## Short task
Render the listing below as a two-column CSV with the headers "prompt" and "points" and one row per request. Put each request's full text and its answer into separate quoted fields, and replace every line break inside a field with a space.

Dataset excerpts on object pointing:

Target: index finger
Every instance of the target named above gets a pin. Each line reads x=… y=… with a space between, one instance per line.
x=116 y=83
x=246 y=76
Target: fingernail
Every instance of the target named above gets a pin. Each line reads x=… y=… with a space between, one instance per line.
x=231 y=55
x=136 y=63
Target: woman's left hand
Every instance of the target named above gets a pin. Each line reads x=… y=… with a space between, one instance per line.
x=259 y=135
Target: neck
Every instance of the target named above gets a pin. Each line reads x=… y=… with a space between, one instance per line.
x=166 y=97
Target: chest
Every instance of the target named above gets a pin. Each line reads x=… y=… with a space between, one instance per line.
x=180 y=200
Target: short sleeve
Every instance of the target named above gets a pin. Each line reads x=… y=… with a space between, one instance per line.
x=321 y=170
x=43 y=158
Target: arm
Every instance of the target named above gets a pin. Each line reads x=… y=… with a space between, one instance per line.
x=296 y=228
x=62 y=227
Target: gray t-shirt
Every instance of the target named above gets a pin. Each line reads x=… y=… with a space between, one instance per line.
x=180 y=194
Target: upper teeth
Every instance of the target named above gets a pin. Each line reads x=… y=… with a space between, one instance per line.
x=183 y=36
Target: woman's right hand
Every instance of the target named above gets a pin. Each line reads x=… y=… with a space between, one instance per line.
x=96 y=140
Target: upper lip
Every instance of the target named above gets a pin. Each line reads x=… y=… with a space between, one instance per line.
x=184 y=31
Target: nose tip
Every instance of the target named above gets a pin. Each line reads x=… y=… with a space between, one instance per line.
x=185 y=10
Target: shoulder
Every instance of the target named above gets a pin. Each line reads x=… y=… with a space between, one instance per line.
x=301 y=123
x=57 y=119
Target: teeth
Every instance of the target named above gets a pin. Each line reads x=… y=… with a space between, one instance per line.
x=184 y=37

## Task solution
prompt,points
"Target: index finger Every instance of the target named above gets a pin. Each line reads x=… y=… with a space between, one instance per line.","x=116 y=83 x=246 y=76"
"Target: fingernail Every instance of the target named above gets a pin. Each line reads x=… y=… with a space between, one instance per line.","x=231 y=55 x=136 y=63"
"Target: woman's left hand Every instance of the target named above gets a pin. Each line reads x=… y=… with a space between, one instance per line.","x=259 y=135"
"Target: neck Every instance of the target named above gets a pin. Each line reads x=… y=… with a space between, one instance per line.","x=166 y=97"
"Target: chest Every instance of the target named above gets a pin. Each line reads x=… y=… with a space between, one instance per line.","x=180 y=200"
"Target: short sleeve Every instance of the target named above gets a pin. Each line reads x=… y=… with a space between, one instance per line.","x=321 y=170 x=43 y=158"
"Target: arm Every instance of the target named above gets a pin. Each line reads x=… y=… with a space between, one instance per line.","x=296 y=228 x=62 y=227"
"Target: gray t-shirt Every instance of the target named above gets a pin. Each line reads x=… y=… with a space between, one instance per line.","x=180 y=194"
"Target: upper teeth Every instance of the target named above gets a pin. Each line reads x=… y=… with a space between, one instance per line.","x=183 y=36"
"Target: woman's right hand Every instance of the target named above gets a pin. Each line reads x=… y=… with a space between, one instance per line.","x=96 y=140"
"Target: upper lip Every instance of the target named above gets a pin. Each line reads x=… y=… with a space between, one instance per line.","x=184 y=31"
"Target: nose tip Every instance of the target named above gets a pin. Each line reads x=… y=… with a space between, one instance per line.","x=185 y=10"
"Target: shoulder Every instance of the target named above gets a pin. Each line reads x=… y=… with a space between, one instance per line.","x=301 y=123 x=57 y=119"
"Target: teeth Every instance of the target named above gets a pin. Each line reads x=… y=… with a space between, one instance per line.","x=184 y=37"